Text to read -
◆ ◆ ◆ ◆ ◆
Sometimes, reality can bitch-slap us right upside our heads with its patented Clue-By-Four™. Reality did that to me, but this time, it only showed how generous I was to the Powell Movementeers when I described their activities in my last Episode 77: Courting Disaster. This is a follow-up to that episode, wherein I let other voices tell you how bad things have gotten. And since it follows 77, and since it is quick, as in short in length of time, this is Episode 78: A Quickie After Courting.

The music of Ga'an, a five-minute piece called "I Of Infinite Forms Part I," backs the voices I've culled from the intertoobs. We hear (not necessarily in order of appearance): Bob Garfield, from an On The Media podcast extra, "Better Know a Justice" (dated March 25, 2017); Jeffrey Toobin, interviewed by Terry Gross on Fresh Air's episode "How One Man Brought Justices Roberts, Alito And Gorsuch To The Supreme Court" (dated April 12, 2017); David Greene from NPR's Morning Edition interviewing Leonard Leo* ("What Comes Next for Neil Gorsuch," released April 5, 2017); Bob Garfield (again, I know) as heard in On The Media's episode "Highly Irregular"** (podcast dated March 25, 2017); Dan Goldberg, from his Counterspin interview (podcast dated March 25, 2017); NBC News, "Neil Gorsuch Confirmed Supreme Court After Senate Uses Nuclear Option;" a Wall St. Journal video, "Gorsuch Gets Campaign-Like Ad Push" (dated February 21, 2017); a US News video, "Judicial Crisis Network Releases Ad Supporting Neil Gorsuch for Supreme Court" (dated February 3, 2017); and a CNN piece, "Making America Great Neil Gorsuch" (dated April 4, 2017).
◆ ◆ ◆ ◆ ◆
Goal - Please carry the podcast episode notes above further, picking up after their final sentence.

Rows from a dataset
◆ ◆ ◆ ◆ ◆
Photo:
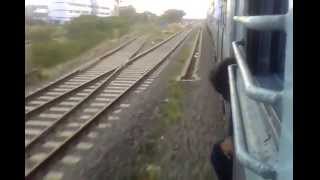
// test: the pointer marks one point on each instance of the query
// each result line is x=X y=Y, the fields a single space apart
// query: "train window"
x=265 y=50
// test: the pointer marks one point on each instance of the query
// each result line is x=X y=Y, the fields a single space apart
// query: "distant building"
x=37 y=12
x=61 y=11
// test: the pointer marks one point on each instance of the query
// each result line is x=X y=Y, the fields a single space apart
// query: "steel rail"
x=86 y=124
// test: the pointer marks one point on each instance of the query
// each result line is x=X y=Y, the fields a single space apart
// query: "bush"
x=40 y=34
x=77 y=36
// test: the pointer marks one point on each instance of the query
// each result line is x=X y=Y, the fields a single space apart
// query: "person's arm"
x=227 y=147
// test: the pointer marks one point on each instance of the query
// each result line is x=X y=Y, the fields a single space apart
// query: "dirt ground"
x=166 y=134
x=149 y=148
◆ ◆ ◆ ◆ ◆
Answer to the exercise -
(As to the asterisks, I would encourage everyone to listen to the source material so marked, both the David Greene interview with, let's remember, THE key player in this drama, Leonard Leo, the man who vetted and listed Gorsuch and two other Supreme Court justices for Republican presidents. For David Greene to *NOT* acknowledge Leo's prominent role in Gorsuch's selection, and treat him just as an "advisor" to President Trump, is to take away for a good long time any claim he—or NPR—has as a "liberal" position or even liberal leaning. That was hiding the bias to the highest degree possible. And Bob Garfield's interview with director Carrie Severino of the Judicial Crisis Network should be heard to be properly hated. The snark, the smug, the "screw you, poor people" coming from her mug was almost as condescending Leo's supercilious and disingenuous tone.

(Y'know, fuck them both. I planned to put that tone in the quickie mash-up, but felt I would have to back pedal constantly to correct the taint of lies spewing from both their pie holes too much to keep the episode quick. Go. Have a listen for yourself. These bastards are outright bragging about their Destruction of Democracy.)